- Opening Delimiter -

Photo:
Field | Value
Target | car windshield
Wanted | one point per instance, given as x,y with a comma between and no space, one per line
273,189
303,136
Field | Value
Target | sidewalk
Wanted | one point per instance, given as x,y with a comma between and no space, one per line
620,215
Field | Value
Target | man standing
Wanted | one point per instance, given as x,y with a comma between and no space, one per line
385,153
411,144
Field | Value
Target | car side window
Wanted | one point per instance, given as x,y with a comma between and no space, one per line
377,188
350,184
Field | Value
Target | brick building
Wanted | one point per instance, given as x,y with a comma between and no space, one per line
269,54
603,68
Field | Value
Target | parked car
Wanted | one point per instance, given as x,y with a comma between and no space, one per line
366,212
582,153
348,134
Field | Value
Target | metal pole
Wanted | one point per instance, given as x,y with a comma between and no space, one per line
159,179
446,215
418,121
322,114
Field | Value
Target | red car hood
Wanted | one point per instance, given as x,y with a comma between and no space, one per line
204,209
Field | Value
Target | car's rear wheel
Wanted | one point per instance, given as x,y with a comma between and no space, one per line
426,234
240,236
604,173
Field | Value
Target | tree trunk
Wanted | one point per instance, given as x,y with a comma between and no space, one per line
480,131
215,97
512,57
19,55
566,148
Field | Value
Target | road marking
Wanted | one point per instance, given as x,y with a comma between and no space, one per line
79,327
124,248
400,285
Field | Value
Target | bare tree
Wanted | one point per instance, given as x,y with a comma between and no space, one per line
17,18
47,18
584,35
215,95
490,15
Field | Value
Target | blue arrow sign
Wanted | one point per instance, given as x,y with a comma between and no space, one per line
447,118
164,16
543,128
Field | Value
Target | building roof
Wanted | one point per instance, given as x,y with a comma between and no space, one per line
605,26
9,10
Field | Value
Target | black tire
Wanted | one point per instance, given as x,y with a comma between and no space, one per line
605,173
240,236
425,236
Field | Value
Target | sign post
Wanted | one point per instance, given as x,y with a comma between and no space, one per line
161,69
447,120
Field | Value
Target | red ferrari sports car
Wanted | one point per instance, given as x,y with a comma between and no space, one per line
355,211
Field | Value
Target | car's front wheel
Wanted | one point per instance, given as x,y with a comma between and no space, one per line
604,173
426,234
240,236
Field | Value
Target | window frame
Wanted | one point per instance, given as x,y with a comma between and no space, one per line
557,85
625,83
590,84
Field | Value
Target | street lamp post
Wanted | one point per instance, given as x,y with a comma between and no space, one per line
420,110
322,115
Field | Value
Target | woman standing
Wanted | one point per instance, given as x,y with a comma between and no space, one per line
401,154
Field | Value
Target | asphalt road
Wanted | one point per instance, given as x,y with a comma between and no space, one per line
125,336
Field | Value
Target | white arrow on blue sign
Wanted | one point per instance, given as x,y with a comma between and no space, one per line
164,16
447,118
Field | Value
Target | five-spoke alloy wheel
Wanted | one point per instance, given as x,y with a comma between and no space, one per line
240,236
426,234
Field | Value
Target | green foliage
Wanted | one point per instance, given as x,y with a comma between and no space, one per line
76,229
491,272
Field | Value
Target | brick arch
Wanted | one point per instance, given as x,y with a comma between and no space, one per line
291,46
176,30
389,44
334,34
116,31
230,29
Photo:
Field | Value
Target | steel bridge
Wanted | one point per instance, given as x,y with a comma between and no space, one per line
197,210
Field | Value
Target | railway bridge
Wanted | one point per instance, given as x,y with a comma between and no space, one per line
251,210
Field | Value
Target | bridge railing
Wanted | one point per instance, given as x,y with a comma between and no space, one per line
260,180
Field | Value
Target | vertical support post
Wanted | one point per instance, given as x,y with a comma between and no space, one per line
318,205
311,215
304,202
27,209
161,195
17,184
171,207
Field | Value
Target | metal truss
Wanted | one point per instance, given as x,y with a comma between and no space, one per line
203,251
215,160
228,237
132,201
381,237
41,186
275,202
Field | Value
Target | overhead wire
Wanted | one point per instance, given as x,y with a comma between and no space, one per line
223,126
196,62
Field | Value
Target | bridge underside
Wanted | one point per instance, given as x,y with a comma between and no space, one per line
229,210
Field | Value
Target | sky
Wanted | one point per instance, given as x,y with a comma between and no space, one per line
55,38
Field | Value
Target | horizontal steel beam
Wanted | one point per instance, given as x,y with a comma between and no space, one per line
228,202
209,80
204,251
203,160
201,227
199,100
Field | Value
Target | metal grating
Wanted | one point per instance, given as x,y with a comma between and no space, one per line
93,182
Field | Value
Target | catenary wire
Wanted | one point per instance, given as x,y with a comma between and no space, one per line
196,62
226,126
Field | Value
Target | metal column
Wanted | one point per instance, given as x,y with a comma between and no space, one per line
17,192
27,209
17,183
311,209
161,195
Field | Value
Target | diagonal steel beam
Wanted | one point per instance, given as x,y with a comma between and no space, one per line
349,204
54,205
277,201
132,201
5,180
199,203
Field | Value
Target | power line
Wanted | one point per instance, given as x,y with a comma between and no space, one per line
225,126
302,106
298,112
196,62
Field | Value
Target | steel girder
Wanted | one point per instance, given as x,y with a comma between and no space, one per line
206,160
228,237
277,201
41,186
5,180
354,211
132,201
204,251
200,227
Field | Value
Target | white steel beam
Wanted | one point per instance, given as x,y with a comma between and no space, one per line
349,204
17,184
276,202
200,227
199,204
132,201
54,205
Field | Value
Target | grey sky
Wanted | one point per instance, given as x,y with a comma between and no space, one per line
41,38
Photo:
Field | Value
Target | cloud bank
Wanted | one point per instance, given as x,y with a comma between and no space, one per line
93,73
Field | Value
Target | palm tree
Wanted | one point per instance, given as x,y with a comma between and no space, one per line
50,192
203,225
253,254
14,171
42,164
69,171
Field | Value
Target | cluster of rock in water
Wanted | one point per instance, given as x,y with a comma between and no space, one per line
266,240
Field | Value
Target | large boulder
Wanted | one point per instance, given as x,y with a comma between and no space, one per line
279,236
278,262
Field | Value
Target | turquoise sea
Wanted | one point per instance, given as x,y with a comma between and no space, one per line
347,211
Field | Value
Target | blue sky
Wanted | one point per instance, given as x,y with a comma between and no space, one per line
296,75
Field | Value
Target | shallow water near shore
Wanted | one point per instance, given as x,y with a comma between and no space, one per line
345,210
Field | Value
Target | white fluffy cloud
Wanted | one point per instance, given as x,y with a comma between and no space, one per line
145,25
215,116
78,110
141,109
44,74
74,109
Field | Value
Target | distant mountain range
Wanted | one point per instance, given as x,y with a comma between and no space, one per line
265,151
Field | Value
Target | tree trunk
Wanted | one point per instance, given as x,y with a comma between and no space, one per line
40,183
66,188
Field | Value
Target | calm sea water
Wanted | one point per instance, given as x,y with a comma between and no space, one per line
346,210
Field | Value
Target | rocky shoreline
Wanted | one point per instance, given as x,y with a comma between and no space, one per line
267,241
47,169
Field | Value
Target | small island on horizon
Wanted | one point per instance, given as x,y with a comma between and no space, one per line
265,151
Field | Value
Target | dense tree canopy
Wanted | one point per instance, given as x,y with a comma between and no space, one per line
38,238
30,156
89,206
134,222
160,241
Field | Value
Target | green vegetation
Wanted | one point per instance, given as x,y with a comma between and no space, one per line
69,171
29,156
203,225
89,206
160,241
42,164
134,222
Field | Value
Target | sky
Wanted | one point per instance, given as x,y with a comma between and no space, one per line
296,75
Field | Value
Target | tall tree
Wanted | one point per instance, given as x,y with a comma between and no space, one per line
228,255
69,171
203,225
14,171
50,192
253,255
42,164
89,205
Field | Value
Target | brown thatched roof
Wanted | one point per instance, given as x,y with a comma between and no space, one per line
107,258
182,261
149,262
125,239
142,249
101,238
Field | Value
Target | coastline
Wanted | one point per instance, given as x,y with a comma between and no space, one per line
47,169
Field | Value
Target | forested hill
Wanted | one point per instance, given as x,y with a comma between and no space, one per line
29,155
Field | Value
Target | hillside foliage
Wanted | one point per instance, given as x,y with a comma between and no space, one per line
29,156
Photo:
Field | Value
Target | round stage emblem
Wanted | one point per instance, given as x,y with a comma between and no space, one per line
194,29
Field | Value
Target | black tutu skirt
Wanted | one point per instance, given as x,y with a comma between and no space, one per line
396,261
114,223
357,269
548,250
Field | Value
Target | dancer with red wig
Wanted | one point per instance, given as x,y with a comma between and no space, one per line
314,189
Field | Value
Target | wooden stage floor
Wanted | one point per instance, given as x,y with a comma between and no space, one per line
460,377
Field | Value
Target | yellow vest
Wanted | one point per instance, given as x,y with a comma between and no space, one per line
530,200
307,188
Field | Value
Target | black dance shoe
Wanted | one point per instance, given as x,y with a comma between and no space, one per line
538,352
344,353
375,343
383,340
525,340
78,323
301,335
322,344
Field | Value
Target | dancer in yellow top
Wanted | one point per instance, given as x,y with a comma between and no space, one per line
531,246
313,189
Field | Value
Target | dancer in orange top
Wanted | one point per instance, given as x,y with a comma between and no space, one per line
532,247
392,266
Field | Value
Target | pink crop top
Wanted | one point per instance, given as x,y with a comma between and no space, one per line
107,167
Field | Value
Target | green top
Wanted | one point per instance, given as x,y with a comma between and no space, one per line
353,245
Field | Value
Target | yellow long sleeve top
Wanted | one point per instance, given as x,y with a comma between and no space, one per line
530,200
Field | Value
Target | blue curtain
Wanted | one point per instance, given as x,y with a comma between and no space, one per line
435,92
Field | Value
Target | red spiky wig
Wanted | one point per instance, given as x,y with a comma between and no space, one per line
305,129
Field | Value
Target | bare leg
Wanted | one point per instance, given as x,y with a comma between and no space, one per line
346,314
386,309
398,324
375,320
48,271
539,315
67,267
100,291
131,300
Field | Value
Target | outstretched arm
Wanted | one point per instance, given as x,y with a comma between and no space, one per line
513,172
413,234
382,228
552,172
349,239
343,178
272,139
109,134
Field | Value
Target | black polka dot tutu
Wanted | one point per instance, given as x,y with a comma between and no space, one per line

- Closing Delimiter -

TASK TO COMPLETE →
Which lines in the entries above contain "tutu"? Pull each of them out.

RESPONSE →
Target | black tutu skirt
Target | black polka dot tutu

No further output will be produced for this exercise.